**ASSIGNED TASK**
First find the line with "one marker per instance, written like [122,142]" in the entries below, then set down exactly every line through the line with "Target: red banner", that line included.

*** GIVEN ENTRIES ***

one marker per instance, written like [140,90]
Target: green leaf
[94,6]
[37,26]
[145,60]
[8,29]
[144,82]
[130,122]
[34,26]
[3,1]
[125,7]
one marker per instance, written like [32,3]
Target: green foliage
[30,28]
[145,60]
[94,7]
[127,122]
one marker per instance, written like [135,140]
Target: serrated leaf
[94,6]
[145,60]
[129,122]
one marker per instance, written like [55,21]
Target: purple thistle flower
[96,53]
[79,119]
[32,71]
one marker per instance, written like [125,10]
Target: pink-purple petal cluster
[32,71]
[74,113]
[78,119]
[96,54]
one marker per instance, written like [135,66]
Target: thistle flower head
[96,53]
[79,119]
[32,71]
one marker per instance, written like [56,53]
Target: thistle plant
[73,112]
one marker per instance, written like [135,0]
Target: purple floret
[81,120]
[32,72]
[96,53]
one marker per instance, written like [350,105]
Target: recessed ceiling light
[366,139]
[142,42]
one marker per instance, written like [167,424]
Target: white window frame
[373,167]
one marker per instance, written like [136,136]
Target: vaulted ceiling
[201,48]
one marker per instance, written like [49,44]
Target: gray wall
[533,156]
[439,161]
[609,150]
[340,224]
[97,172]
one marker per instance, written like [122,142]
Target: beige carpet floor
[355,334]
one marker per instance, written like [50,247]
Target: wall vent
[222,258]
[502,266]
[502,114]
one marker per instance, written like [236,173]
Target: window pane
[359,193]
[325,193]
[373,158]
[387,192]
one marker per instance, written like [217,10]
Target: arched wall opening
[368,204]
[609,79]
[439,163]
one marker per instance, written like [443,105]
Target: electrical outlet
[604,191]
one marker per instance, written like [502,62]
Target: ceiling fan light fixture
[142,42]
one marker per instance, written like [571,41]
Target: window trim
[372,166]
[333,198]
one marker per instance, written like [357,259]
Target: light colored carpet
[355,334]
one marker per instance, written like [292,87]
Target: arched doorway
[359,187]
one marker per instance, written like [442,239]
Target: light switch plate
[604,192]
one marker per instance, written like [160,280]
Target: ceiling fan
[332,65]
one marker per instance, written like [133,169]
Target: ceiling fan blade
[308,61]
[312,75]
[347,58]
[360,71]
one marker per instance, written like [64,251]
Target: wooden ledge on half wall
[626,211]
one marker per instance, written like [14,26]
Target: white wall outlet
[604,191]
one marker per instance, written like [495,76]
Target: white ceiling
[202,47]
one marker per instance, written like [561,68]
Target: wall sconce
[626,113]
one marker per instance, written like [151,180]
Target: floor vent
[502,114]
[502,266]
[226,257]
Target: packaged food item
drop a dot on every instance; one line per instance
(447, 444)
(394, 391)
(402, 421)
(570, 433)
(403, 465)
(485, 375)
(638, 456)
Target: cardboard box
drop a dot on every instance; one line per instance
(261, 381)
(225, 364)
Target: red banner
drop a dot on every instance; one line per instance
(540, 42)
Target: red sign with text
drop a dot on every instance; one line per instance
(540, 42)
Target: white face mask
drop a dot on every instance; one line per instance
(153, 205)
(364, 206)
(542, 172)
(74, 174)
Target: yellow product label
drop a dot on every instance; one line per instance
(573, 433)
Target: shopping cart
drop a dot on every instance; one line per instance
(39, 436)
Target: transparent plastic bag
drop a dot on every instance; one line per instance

*** End of GIVEN ENTRIES ***

**COMPLETED TASK**
one marker per instance, written like [122,142]
Target: beige carpet floor
[355,334]
one marker per instance, written like [50,247]
Target: wall vent
[222,258]
[502,266]
[502,114]
one marker per instance, written like [236,173]
Target: window pane
[359,193]
[325,193]
[373,158]
[387,192]
one marker per instance, written like [217,10]
Target: arched wall opening
[368,204]
[609,79]
[439,163]
one marker per instance, written like [443,105]
Target: electrical outlet
[604,191]
one marker per instance, written like [502,62]
Target: ceiling fan light fixture
[142,42]
one marker per instance, written like [571,41]
Target: window trim
[372,166]
[333,198]
one marker per instance, written like [357,259]
Target: light colored carpet
[355,334]
one marker per instance, written like [292,87]
Target: arched doorway
[359,187]
one marker per instance, written like [442,239]
Target: light switch plate
[604,192]
one marker per instance, written like [160,280]
Target: ceiling fan
[332,65]
one marker per instance, written like [133,169]
Target: ceiling fan blade
[308,61]
[312,75]
[347,58]
[360,71]
one marker per instance, written like [64,251]
Target: wooden ledge on half wall
[626,211]
one marker per instance, written like [14,26]
Target: white wall outlet
[604,191]
one marker per instance, written like [495,76]
Target: white ceiling
[202,47]
one marker per instance, written like [561,68]
Target: wall sconce
[626,113]
one marker per instance, written like [151,180]
Target: floor vent
[502,114]
[502,266]
[226,257]
Target: packaged food item
drop a dot on every instance; one line per instance
(447, 444)
(394, 391)
(402, 421)
(570, 433)
(403, 465)
(485, 375)
(638, 456)
Target: cardboard box
drop a dot on every instance; one line per instance
(261, 381)
(225, 364)
Target: red banner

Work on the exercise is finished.